- Check your understanding
a - In the article about the Federal Reserve's rate hike, by how much did the target of the federal funds rate rise, and to what range?
b - Continue the article about the Federal Reserve's rate hike from its last sentence.

- Provided passage
== Segment start ==

The Federal Reserve's decision to raise its benchmark interest rate was never a real mystery; it was one that was expected. The move increased the target of the federal funds rate, which banks use to lend to each other overnight, by 25 basis points and to a range of 0.50 to 0.75 percent.
Still, it was only the second rate hike in the decade, and the widespread assumption is that 2017 will see more raises—as many as three more.
The Fed's decision to bump rates up from near zero is a signal of the U.S. economy improving to the point where it doesn't any longer need the Fed as a crutch. However, a higher rate means things—like mortgage and credit card rates—will become more expensive.
In the hospitality industry, those who make their livelihood buying and selling real estate were, up to now, operating in unprecedented good times, buoyed by cheap debt and market liquidity.
Are the good times over?
Not yet, according to two hospitality experts we spoke with.
"I am not confident that a single 25 bps fed rate increase will have any impact on new loans," said Ryan Meliker, managing director of equity research, REITs and lodging at financial services firm Canaccord Genuity. "This hike was well telegraphed and was already built into longer-term interest rates."
For Mike Cahill, founder of real estate advisory and brokerage firm HREC, the Fed's rather miniscule lift of the key interest rate should have relatively no impact on future short-term investment in the hospitality sector.
"Mathematically, yes, there should be impact in so much as 70 percent of your cap rate is your interest rate; however, from a practical point of view, 25 basis points is so small that we won’t see it quantified in the sales price."

== Segment end ==

- Supplied records

== Segment start ==

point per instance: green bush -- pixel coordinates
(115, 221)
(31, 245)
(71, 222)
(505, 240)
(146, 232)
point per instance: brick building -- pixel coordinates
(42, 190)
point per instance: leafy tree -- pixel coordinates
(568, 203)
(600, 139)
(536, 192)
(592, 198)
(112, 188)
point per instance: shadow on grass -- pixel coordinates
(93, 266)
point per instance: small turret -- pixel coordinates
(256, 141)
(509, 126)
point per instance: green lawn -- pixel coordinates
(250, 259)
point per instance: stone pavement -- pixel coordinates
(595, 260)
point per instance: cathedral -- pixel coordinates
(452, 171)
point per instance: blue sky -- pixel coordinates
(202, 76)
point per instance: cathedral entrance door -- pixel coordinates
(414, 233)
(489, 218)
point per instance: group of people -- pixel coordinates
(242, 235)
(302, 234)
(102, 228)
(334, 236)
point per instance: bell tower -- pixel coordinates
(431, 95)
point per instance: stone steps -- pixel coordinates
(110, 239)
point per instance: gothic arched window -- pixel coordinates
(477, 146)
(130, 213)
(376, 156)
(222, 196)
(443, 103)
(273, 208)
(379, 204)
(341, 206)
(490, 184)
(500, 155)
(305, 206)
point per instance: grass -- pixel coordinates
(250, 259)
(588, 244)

== Segment end ==
== Segment start ==

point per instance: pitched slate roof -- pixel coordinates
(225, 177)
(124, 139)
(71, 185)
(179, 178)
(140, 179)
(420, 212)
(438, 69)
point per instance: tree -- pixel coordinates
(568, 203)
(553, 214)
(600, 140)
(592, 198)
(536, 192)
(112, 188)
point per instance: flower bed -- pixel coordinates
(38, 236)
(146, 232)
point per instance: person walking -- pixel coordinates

== Segment end ==

- Expected results
a - It rose by 25 basis points, to a range of 0.50 to 0.75 percent.

b -
Cahill and Meliker are in agreement over the present and the future. More rate increases suspected in 2017 could prove to have a lasting impact on transactions, proving to make developers and buyers rethink their positions when looking to strike a deal.
"Continued rate increases would change the slope of the yield curve and make loans more expensive and while that has not happened, yet, it seems like the Fed is more inclined to continue to raise rates in 2017 than they were in 2016," Meliker said. "That will raise interest expense, which will make loans more expensive and potentially translate into fewer new projects penciling out."
Likewise, for Cahill, if more increases are on the horizon, it will have consequential impact. "If after a year it accumulates and interest rates are up 100 or 75 basis points, that will be meaningful to a buyer," he said.
Interest-rate hikes, however, do not have to be perceived as a storm cloud hovering overhead. To be sure, rate increases follow an upward trend in the economy. Consider Fed Reserve Chair Janet Yellen, who came out and said that the U.S. now has strongest job market in nearly a decade.
It's something not lost on Meliker. "As it pertains to hotel financing, historically, rising interest rates go hand in hand with economic improvement and inflation," he said. "Those are trends that are very positive for the hotel industry. Thus, even with rising interest rates, the hotel industry could see an increase in cash flows from hotels, which will drive easier financing and potentially higher loan values."